Please return all of the entries below exactly as they are written.

(Provided material begins)

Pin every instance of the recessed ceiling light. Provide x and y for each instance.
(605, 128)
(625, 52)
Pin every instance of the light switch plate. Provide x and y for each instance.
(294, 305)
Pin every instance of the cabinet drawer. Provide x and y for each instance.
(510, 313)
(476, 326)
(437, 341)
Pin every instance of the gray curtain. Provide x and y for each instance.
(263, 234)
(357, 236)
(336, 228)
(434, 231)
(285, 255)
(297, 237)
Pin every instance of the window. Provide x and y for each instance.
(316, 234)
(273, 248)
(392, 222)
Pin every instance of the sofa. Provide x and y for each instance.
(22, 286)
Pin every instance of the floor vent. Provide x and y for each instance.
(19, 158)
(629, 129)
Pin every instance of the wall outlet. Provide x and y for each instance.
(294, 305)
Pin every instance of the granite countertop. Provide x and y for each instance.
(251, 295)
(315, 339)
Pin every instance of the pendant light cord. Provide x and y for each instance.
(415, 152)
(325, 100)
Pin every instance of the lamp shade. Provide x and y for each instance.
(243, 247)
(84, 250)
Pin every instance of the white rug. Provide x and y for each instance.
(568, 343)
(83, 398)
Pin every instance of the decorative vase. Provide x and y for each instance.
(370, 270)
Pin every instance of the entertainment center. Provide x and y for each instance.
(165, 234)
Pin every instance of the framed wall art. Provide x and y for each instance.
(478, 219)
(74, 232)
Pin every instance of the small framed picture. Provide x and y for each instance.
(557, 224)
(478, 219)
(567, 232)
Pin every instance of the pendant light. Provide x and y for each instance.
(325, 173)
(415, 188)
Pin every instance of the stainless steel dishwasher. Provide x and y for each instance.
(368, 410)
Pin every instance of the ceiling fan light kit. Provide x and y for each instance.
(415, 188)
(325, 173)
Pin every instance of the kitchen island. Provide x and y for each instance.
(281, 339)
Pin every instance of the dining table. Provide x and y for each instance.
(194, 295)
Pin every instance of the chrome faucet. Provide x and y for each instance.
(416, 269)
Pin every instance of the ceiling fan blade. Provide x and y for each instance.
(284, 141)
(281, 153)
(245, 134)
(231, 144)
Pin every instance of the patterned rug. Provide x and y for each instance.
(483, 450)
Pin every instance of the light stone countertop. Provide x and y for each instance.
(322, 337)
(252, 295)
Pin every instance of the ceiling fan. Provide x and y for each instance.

(Provided material ends)

The answer -
Pin every instance of the recessed ceiling light. Provide x and y for each instance.
(605, 128)
(625, 52)
Pin every instance of the light switch plate. Provide x and y for each instance.
(294, 305)
Pin every instance of the cabinet drawer. Provide x and y for each instance.
(510, 313)
(476, 326)
(437, 341)
Pin every instance of the gray curtain. Provide x and y for each instance.
(263, 234)
(357, 236)
(336, 228)
(434, 231)
(285, 255)
(297, 237)
Pin every instance of the window. Provide x and y for each instance.
(316, 234)
(273, 248)
(392, 222)
Pin every instance of the sofa. Provide x and y for each instance.
(22, 286)
Pin every instance of the floor vent. Provide x and y for each instance.
(19, 158)
(629, 129)
Pin every instance of the wall outlet. Provide x and y for each instance.
(294, 305)
Pin every instance of the granite countertop. Provide x and y for each instance.
(251, 295)
(315, 339)
Pin every instance of the pendant light cord. Provide x and y for each instance.
(415, 152)
(325, 100)
Pin every instance of the lamp shade. Provide x and y for each instance.
(243, 247)
(84, 250)
Pin every instance of the white rug. Provide x and y for each instance.
(568, 343)
(83, 398)
Pin every instance of the decorative vase. Provide x and y for each instance.
(370, 270)
Pin every instance of the entertainment center. Provide x and y for each instance.
(165, 234)
Pin every instance of the framed wall art. Provide x and y for each instance.
(478, 219)
(74, 232)
Pin every instance of the small framed picture. Provide x and y for each instance.
(557, 224)
(478, 219)
(567, 232)
Pin every instance of the pendant light. Provide x and y for each instance.
(325, 173)
(415, 188)
Pin every instance of the stainless steel dishwasher. Provide x and y for each instance.
(368, 410)
Pin every instance of the ceiling fan light kit. Provide x and y for each instance.
(415, 188)
(325, 173)
Pin every instance of the kitchen island. Provide x and y for each instance.
(281, 339)
Pin every instance of the dining table. Provide x and y for each instance.
(194, 295)
Pin every instance of the chrome faucet. Provide x and y for each instance.
(416, 269)
Pin every instance of the ceiling fan blade. Provide x and y for each instance.
(284, 141)
(281, 153)
(245, 134)
(231, 144)
Pin every instance of the patterned rug. Provide x and y for each instance.
(483, 450)
Pin every instance of the light stone countertop. Provide x and y for each instance.
(322, 337)
(252, 295)
Pin every instance of the ceiling fan. Provide x and y for each instance.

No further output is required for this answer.